_EXERCISE DIRECTIONS_
Copy the material below from the line containing "Mark the region of each instance of the man" through the end, keeping the request and sample lines as they are. In the answer SVG, shift every number, coordinates and viewBox alike, up by 119.

Raw records
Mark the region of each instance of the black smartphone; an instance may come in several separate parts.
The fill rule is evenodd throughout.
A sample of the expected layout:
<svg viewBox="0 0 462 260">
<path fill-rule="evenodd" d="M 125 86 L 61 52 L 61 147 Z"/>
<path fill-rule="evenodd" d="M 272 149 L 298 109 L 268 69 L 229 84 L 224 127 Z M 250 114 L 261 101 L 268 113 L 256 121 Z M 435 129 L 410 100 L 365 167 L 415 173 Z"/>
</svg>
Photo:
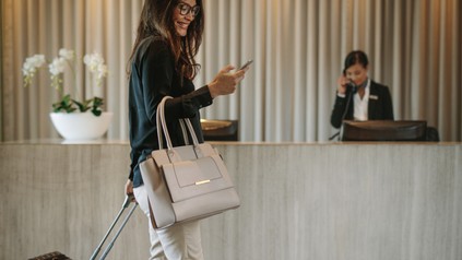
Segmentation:
<svg viewBox="0 0 462 260">
<path fill-rule="evenodd" d="M 247 67 L 249 67 L 251 63 L 253 62 L 253 60 L 248 60 L 246 63 L 244 63 L 238 70 L 244 70 Z"/>
</svg>

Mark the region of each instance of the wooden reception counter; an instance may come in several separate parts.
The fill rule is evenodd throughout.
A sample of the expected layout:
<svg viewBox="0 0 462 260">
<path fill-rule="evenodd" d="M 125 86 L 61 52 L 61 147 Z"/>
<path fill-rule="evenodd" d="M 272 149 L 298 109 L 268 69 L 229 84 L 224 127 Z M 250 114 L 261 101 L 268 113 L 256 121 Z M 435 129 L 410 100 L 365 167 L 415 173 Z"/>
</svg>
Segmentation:
<svg viewBox="0 0 462 260">
<path fill-rule="evenodd" d="M 215 143 L 241 206 L 205 259 L 462 259 L 461 143 Z M 127 142 L 0 144 L 0 259 L 88 259 L 123 202 Z M 108 259 L 147 259 L 137 210 Z"/>
</svg>

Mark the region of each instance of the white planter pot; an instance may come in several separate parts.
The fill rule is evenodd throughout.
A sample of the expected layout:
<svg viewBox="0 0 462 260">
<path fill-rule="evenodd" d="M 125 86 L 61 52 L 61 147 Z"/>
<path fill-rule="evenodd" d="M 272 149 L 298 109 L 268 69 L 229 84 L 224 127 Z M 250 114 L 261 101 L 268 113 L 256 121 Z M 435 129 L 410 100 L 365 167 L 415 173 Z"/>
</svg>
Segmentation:
<svg viewBox="0 0 462 260">
<path fill-rule="evenodd" d="M 91 111 L 50 113 L 50 118 L 55 129 L 66 140 L 94 140 L 106 133 L 112 113 L 103 113 L 99 117 Z"/>
</svg>

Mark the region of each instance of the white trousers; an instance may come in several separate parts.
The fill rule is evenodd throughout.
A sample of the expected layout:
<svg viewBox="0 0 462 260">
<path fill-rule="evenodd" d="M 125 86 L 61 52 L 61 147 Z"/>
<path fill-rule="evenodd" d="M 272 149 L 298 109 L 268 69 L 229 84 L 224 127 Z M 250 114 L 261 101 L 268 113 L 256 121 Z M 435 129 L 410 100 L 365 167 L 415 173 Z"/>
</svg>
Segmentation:
<svg viewBox="0 0 462 260">
<path fill-rule="evenodd" d="M 133 189 L 140 209 L 147 216 L 151 238 L 150 260 L 203 260 L 199 221 L 154 229 L 144 185 Z"/>
</svg>

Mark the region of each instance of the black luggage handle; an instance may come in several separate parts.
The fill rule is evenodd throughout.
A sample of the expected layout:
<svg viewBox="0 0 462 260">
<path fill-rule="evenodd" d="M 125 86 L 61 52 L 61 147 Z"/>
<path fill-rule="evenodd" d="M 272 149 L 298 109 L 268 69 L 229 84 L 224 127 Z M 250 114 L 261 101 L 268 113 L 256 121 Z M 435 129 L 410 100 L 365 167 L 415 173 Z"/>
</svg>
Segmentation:
<svg viewBox="0 0 462 260">
<path fill-rule="evenodd" d="M 98 253 L 99 253 L 99 251 L 100 251 L 100 249 L 103 247 L 103 244 L 106 241 L 106 239 L 109 236 L 110 232 L 112 231 L 114 226 L 116 225 L 116 223 L 119 221 L 120 216 L 122 215 L 125 209 L 127 209 L 130 205 L 130 202 L 132 202 L 132 200 L 133 200 L 133 194 L 126 196 L 126 200 L 123 201 L 122 209 L 120 209 L 119 214 L 117 214 L 116 218 L 114 220 L 112 224 L 110 225 L 110 227 L 107 231 L 106 235 L 104 236 L 103 240 L 99 243 L 98 247 L 93 252 L 93 255 L 90 258 L 90 260 L 95 260 L 96 259 L 96 256 L 98 256 Z M 112 237 L 112 240 L 110 240 L 110 243 L 106 247 L 106 250 L 104 250 L 103 256 L 99 258 L 99 260 L 103 260 L 103 259 L 105 259 L 107 257 L 107 255 L 109 253 L 110 249 L 114 246 L 114 243 L 116 241 L 117 237 L 119 236 L 120 232 L 126 226 L 126 224 L 129 221 L 131 214 L 133 214 L 133 211 L 137 208 L 137 205 L 138 205 L 138 203 L 134 203 L 134 205 L 131 208 L 130 212 L 128 213 L 128 215 L 123 220 L 123 222 L 120 225 L 119 229 L 117 231 L 116 235 Z"/>
</svg>

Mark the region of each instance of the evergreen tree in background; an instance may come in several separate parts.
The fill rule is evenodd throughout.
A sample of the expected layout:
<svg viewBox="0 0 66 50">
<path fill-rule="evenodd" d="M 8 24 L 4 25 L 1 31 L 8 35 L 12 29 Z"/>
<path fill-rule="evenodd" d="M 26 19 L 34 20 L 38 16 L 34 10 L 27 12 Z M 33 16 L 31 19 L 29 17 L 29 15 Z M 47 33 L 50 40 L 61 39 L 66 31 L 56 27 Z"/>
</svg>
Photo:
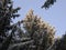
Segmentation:
<svg viewBox="0 0 66 50">
<path fill-rule="evenodd" d="M 11 26 L 12 19 L 19 17 L 20 8 L 13 9 L 11 0 L 0 0 L 0 50 L 8 50 L 15 27 Z M 12 31 L 11 33 L 9 31 Z"/>
<path fill-rule="evenodd" d="M 55 1 L 46 0 L 42 8 Z M 12 23 L 20 16 L 18 10 L 11 0 L 0 0 L 0 50 L 66 50 L 66 34 L 55 39 L 55 28 L 34 16 L 32 9 L 23 20 Z"/>
</svg>

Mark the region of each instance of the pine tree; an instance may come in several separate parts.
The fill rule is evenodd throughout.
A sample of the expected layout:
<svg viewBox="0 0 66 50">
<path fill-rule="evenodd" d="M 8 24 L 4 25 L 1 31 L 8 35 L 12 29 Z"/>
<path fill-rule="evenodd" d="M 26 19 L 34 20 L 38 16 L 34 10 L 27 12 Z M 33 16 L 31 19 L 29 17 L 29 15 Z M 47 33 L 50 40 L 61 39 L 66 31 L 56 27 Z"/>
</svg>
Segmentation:
<svg viewBox="0 0 66 50">
<path fill-rule="evenodd" d="M 35 50 L 46 50 L 54 43 L 55 29 L 34 16 L 32 9 L 23 21 L 24 30 L 29 33 L 28 37 L 34 40 L 32 46 L 36 47 Z M 32 46 L 30 44 L 30 47 Z"/>
<path fill-rule="evenodd" d="M 0 0 L 0 50 L 8 50 L 15 26 L 11 26 L 12 19 L 19 17 L 18 10 L 14 9 L 11 0 Z M 10 34 L 9 31 L 12 31 Z"/>
</svg>

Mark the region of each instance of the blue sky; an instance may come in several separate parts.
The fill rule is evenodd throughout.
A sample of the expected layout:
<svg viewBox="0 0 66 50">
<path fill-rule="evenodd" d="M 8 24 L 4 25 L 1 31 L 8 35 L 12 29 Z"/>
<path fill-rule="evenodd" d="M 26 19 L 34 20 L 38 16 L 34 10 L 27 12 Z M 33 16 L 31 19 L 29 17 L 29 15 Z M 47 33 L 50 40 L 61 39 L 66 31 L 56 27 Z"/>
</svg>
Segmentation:
<svg viewBox="0 0 66 50">
<path fill-rule="evenodd" d="M 19 18 L 14 22 L 22 20 L 30 9 L 43 20 L 56 28 L 56 37 L 61 37 L 66 31 L 66 0 L 57 0 L 48 10 L 41 9 L 45 0 L 13 0 L 14 8 L 21 7 Z"/>
</svg>

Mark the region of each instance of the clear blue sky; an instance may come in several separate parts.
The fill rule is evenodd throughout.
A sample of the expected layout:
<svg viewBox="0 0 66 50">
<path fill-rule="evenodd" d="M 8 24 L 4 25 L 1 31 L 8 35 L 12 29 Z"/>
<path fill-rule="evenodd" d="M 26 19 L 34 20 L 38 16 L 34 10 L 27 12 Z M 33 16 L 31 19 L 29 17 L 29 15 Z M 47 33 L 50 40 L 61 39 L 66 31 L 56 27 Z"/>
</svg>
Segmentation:
<svg viewBox="0 0 66 50">
<path fill-rule="evenodd" d="M 56 28 L 56 37 L 61 37 L 66 31 L 66 0 L 57 0 L 48 10 L 41 9 L 45 0 L 13 0 L 14 8 L 21 7 L 19 18 L 14 22 L 22 20 L 30 9 L 43 20 Z"/>
</svg>

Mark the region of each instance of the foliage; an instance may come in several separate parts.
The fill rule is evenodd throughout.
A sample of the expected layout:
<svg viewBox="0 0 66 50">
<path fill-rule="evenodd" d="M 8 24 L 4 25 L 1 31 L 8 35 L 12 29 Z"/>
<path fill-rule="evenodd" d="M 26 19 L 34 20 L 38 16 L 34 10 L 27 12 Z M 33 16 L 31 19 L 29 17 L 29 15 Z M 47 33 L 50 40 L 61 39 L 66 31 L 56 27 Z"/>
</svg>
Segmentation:
<svg viewBox="0 0 66 50">
<path fill-rule="evenodd" d="M 56 2 L 56 0 L 46 0 L 42 8 L 48 9 L 54 2 Z"/>
<path fill-rule="evenodd" d="M 42 8 L 55 1 L 47 0 Z M 11 24 L 20 16 L 18 10 L 11 0 L 0 0 L 0 50 L 66 50 L 66 34 L 55 39 L 55 28 L 34 16 L 32 9 L 23 20 Z"/>
</svg>

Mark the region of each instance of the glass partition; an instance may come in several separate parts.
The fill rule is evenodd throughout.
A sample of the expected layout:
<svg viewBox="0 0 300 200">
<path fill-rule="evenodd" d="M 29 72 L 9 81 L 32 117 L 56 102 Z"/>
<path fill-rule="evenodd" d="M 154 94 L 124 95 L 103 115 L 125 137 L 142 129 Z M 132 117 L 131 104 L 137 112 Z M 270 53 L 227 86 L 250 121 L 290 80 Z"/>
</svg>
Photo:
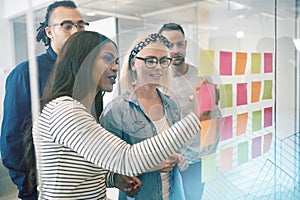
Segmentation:
<svg viewBox="0 0 300 200">
<path fill-rule="evenodd" d="M 129 1 L 128 6 L 133 7 L 134 2 L 138 3 Z M 111 25 L 120 63 L 133 40 L 174 22 L 185 31 L 186 62 L 197 68 L 198 76 L 210 77 L 218 85 L 220 139 L 216 151 L 202 157 L 203 199 L 300 198 L 300 20 L 296 2 L 169 0 L 132 18 L 118 15 L 122 13 L 117 9 L 113 12 Z M 137 10 L 147 3 L 143 6 Z M 79 7 L 84 11 L 85 2 Z M 18 63 L 26 57 L 26 43 L 19 35 L 23 33 L 18 31 L 25 25 L 19 19 L 12 22 Z M 101 32 L 101 27 L 91 28 Z M 202 130 L 203 147 L 216 134 L 211 124 L 207 122 Z"/>
</svg>

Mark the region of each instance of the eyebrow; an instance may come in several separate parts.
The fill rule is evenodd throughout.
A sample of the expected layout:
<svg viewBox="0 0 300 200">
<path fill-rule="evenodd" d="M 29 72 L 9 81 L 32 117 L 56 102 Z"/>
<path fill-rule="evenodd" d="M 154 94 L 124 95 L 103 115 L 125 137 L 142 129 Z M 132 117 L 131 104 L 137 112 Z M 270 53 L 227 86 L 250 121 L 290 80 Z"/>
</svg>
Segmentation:
<svg viewBox="0 0 300 200">
<path fill-rule="evenodd" d="M 84 20 L 78 20 L 77 24 L 81 23 L 81 22 L 84 22 Z M 71 20 L 63 20 L 61 23 L 72 23 L 72 24 L 74 24 L 74 22 L 72 22 Z"/>
</svg>

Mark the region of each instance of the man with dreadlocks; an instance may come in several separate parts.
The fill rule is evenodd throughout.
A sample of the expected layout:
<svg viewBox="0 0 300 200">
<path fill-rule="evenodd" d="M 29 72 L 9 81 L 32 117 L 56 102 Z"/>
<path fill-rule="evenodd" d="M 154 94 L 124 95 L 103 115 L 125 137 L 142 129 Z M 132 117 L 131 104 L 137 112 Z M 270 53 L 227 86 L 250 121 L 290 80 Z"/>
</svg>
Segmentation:
<svg viewBox="0 0 300 200">
<path fill-rule="evenodd" d="M 42 95 L 50 71 L 65 41 L 70 35 L 82 31 L 85 22 L 72 1 L 57 1 L 48 6 L 45 21 L 37 29 L 36 40 L 48 47 L 37 56 L 39 92 Z M 28 188 L 29 169 L 22 163 L 24 132 L 31 119 L 31 99 L 28 61 L 14 68 L 6 80 L 4 114 L 1 129 L 1 158 L 3 165 L 17 185 L 21 199 L 37 199 L 37 190 Z"/>
</svg>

_TASK OUTPUT_
Mark the region of each instance of the man with dreadlocks; an instance may come in several separate parts.
The fill rule is evenodd throughout.
A sample of the expected layout:
<svg viewBox="0 0 300 200">
<path fill-rule="evenodd" d="M 29 72 L 9 81 L 32 117 L 56 102 Z"/>
<path fill-rule="evenodd" d="M 154 94 L 124 95 L 103 115 L 125 137 L 142 129 Z M 132 117 L 131 104 L 137 112 Z M 270 53 L 227 86 L 250 121 L 290 80 Z"/>
</svg>
Segmentation:
<svg viewBox="119 119 419 319">
<path fill-rule="evenodd" d="M 161 214 L 169 190 L 184 160 L 189 154 L 201 150 L 204 141 L 191 120 L 176 120 L 167 125 L 164 140 L 156 148 L 155 159 L 167 166 L 156 175 L 158 211 Z M 147 307 L 148 288 L 141 282 L 143 251 L 150 238 L 150 218 L 147 180 L 133 187 L 125 199 L 123 233 L 120 248 L 120 277 L 122 284 L 136 304 L 140 318 L 156 318 L 156 309 Z"/>
</svg>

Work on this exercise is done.